**Text for analysis**
- - -

A meteor sounds a bit boring right... ? I wonder if its entry into the atmosphere set of ICBM alerts ? And anyway how come everyone missed it ?

Maybe it really was a North Korean missile, and Aegis system did its thing which would have been that loud cracking noise at the end.... Ah but I have my doubts that Aegis doens't work that well..

I'd like to think it was an Alien spacecraft in trouble, accidentally entering our atmosphere partially-decloaked only to fix their issue and disappear again with their Hyperdrive at full power - hence the cracking noise and big flash of light. (One has to hope we're not alone and there's someone out there willing at some point to help us).

0 ( +0 / -0 )

One has to have wishful thinking in these times !

Like saying "maybe I will land a job", or maybe "I will win the Lottery" or even "both" ! Wishful thinking... aka "hope"

0 ( +0 / -0 )

Sure. Let's go! Let's try to colonize and pollute and make a hot mess of the rest of the universe now that we've screwed over this bit of heaven under the sun. Great plan. Frankly, should it go that way, our extinction might be the just deserts and a lesson to all other inhabitants who share the universe with us for the way we've mismanaged things.

- - -

**Records shown**
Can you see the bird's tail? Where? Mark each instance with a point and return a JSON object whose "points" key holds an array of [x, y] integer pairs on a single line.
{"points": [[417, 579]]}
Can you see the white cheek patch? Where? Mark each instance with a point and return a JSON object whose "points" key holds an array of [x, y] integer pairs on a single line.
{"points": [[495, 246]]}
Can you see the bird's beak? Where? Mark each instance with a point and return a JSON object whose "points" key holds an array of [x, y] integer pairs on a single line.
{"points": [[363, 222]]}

- - -

**Exercise instructions**
Carry on the comment thread about the meteor, starting after its last comment. None of the lines are needed here.

**Result for this exercise**
The Earth is going to end. That is a fact. Sol is going to become a red giant and expand beyond the orbit of Earth. Well before then, all the water will be boiled away. https://image.gsfc.nasa.gov/poetry/venus/q79.html These are facts.

High energy gamma rays are also facts: http://www.cosmosmagazine.com/node/1878 Where they point is the unknown. About every 40 yrs, a "near Sol" supernova happens and high energy gamma rays are ejected. The energy involved could only destroy the biosphere by destroying the protective ozone layer, which would have plankton collapse and the entire food chain would end. Within a few years, humans would all be dead.

There are random large asteroid collisions too. Think the numbers are every 100M yrs or so, this happens. Over the last 540M years, 5-6 of these extinction hits have occurred on Earth.

There a number of other events: https://en.wikipedia.org/wiki/Future_of_Earth

Pollution of other planets will happen just by humans arriving and breathing. We carry millions of organisms. That life will figure out a way to survive if there is any atmosphere at all. The number of humans exported will always be tiny, so by the time pollution becomes any issue, humans will have been there for hundreds of years, probably thousands of years. It will be a "local issue." Pollution on Earth has needed direct human consideration for over 100 yrs. Plastics, petrochemicals and fossil fuel use. On a foreign planet, there won't be any "fossil fuels", so we'll have to use nuclear, solar, geothermal, wind and other power sources from the start. I doubt there will be full ecosystems with animals and trees where ever we colonize. The life there will be completely incompatible with humans and will likely attack our bodies and the bacteria we need to live.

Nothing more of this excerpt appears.